• **Selected text**
/---
Hydra's discussion doesn't go so smoothly, as they waste time arguing between Rockefeller Center and Radio City before Pastore reminds them they're the same place. Editors, how much did you pay for your lunch that day? ["I'm guessing NBC treated them in exchange for the location placement." -- Sars]
Back at Empresario, Omarosa has gotten out the heavy antiaircraft artillery to shoot down everyone else's ideas about selling with celebrity. She insists that it's all about the product, and with her as PM, that's how it's going to be.
Meanwhile, Hydra is having a similar discussion, as Piers pushes the idea of selling signed photos along with the hot dogs, at $100 a pop. While they're arguing about the feasibility of that, Gene quietly gets on his cell phone and asks a guy named Bob to come and buy a $5,000 hot dog tomorrow. Gene continues on this track, working through his address book. "We've got some money," Gene says pleasantly. Lennox reminds him that it's not in their hands yet. "That's right," Gene agrees with total confidence.
\---
• **Work instructions**
From the recap above, print the passage that opens with the words containing "Hydra's discussion doesn't" and closes with "going to be.", copying it unchanged.

• **Dataset**
/---
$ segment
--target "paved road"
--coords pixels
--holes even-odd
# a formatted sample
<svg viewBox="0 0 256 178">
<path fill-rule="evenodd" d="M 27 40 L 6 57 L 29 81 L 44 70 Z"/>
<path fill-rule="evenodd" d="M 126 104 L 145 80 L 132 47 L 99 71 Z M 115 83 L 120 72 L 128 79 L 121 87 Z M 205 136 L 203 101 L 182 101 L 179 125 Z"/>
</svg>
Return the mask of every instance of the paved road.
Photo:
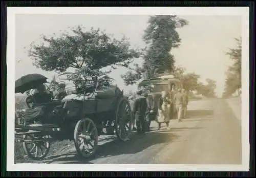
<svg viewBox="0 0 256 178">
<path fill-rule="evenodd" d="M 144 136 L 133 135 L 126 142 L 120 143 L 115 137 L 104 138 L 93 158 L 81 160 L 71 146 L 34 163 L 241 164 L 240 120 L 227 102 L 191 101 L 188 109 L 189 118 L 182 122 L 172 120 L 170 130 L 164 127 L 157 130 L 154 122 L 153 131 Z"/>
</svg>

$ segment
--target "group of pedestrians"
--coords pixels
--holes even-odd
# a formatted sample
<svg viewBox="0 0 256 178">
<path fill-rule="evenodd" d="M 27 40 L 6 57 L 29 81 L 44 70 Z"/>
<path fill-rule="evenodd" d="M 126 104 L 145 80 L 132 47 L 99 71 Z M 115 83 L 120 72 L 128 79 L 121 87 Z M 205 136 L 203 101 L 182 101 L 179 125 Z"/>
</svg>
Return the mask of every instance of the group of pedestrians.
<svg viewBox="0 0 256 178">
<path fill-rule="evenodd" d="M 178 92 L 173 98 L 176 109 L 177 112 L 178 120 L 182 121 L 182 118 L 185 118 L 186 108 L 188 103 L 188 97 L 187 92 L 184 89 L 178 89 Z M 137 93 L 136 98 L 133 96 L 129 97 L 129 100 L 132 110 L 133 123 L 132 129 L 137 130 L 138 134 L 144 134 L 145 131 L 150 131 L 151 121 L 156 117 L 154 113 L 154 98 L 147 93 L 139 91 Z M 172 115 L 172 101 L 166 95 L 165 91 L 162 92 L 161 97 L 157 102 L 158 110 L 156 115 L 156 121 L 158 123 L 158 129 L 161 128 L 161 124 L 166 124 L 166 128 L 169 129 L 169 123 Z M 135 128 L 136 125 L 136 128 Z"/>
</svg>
\---
• **Response**
Hydra's discussion doesn't go so smoothly, as they waste time arguing between Rockefeller Center and Radio City before Pastore reminds them they're the same place. Editors, how much did you pay for your lunch that day? ["I'm guessing NBC treated them in exchange for the location placement." -- Sars]
Back at Empresario, Omarosa has gotten out the heavy antiaircraft artillery to shoot down everyone else's ideas about selling with celebrity. She insists that it's all about the product, and with her as PM, that's how it's going to be.